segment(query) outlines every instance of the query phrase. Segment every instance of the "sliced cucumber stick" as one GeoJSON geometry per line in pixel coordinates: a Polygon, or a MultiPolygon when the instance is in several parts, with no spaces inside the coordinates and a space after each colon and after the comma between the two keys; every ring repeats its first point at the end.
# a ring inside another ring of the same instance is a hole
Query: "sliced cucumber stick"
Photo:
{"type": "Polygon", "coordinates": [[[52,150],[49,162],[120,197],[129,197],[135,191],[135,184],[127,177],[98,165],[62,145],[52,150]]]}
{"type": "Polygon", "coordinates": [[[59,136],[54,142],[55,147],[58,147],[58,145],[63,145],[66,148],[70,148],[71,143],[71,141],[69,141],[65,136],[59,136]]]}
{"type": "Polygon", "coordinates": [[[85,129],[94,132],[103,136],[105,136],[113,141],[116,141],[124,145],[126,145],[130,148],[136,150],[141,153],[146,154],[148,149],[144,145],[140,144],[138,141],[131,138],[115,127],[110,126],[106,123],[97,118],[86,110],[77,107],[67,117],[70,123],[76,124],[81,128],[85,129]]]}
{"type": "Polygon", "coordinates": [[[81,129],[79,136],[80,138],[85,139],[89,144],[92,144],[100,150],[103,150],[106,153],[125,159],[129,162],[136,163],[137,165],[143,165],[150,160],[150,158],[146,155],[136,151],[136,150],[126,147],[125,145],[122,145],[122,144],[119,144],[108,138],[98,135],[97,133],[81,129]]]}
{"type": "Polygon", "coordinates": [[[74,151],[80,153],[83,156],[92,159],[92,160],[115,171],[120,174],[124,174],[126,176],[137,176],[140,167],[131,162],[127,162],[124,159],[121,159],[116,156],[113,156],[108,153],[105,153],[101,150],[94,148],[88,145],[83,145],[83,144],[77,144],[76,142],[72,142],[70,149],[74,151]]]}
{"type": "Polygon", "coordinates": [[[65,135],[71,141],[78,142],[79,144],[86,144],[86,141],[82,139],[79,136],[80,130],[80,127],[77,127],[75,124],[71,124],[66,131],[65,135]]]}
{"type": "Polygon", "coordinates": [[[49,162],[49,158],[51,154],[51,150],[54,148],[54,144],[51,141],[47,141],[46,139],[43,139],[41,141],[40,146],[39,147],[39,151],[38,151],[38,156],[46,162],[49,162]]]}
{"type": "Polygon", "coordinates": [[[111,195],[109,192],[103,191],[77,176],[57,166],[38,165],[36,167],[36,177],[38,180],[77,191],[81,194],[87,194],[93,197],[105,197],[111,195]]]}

__WHAT THE EXERCISE ASKS__.
Extract each entry in full, exactly as given.

__FINISHED ANSWER__.
segment(query) outlines every instance of the query phrase. Segment every instance of the "sliced cucumber stick" as one GeoJSON geometry per line in pixel coordinates: a Polygon, or a MultiPolygon when the instance is in several parts, with no spaces inside the coordinates and a space after each colon and after the comma between the two keys; every ring repeats its first point at the end.
# a ring inside another ring of the same instance is a hole
Query: "sliced cucumber stick"
Photo:
{"type": "Polygon", "coordinates": [[[52,150],[49,162],[120,197],[129,197],[135,191],[135,184],[127,177],[98,165],[62,145],[52,150]]]}
{"type": "Polygon", "coordinates": [[[59,136],[54,142],[55,147],[58,147],[58,145],[63,145],[66,148],[70,148],[71,143],[71,141],[69,141],[65,136],[59,136]]]}
{"type": "Polygon", "coordinates": [[[85,129],[94,132],[103,136],[105,136],[113,141],[116,141],[124,145],[126,145],[130,148],[136,150],[141,153],[146,154],[148,149],[144,145],[140,144],[138,141],[131,138],[115,127],[110,126],[106,123],[97,118],[86,110],[77,107],[67,117],[70,123],[76,124],[81,128],[85,129]]]}
{"type": "Polygon", "coordinates": [[[81,129],[79,136],[80,138],[85,139],[89,144],[92,144],[100,150],[103,150],[106,153],[125,159],[129,162],[136,163],[137,165],[143,165],[150,160],[150,158],[146,155],[136,151],[136,150],[126,147],[125,145],[122,145],[122,144],[119,144],[108,138],[98,135],[97,133],[81,129]]]}
{"type": "Polygon", "coordinates": [[[74,151],[80,153],[83,156],[92,159],[92,160],[115,171],[120,174],[124,174],[126,176],[137,176],[140,167],[131,162],[127,162],[124,159],[121,159],[116,156],[113,156],[108,153],[105,153],[101,150],[94,148],[88,145],[83,145],[83,144],[77,144],[76,142],[72,142],[70,149],[74,151]]]}
{"type": "Polygon", "coordinates": [[[65,135],[71,141],[78,142],[79,144],[86,144],[86,141],[82,139],[79,136],[80,130],[80,127],[77,127],[75,124],[71,124],[66,131],[65,135]]]}
{"type": "Polygon", "coordinates": [[[49,162],[49,158],[51,154],[51,150],[54,148],[54,144],[51,141],[47,141],[46,139],[43,139],[41,141],[40,146],[39,147],[39,151],[38,151],[38,156],[46,162],[49,162]]]}
{"type": "Polygon", "coordinates": [[[111,195],[109,192],[103,191],[77,176],[57,166],[38,165],[36,167],[36,177],[38,180],[77,191],[81,194],[87,194],[93,197],[105,197],[111,195]]]}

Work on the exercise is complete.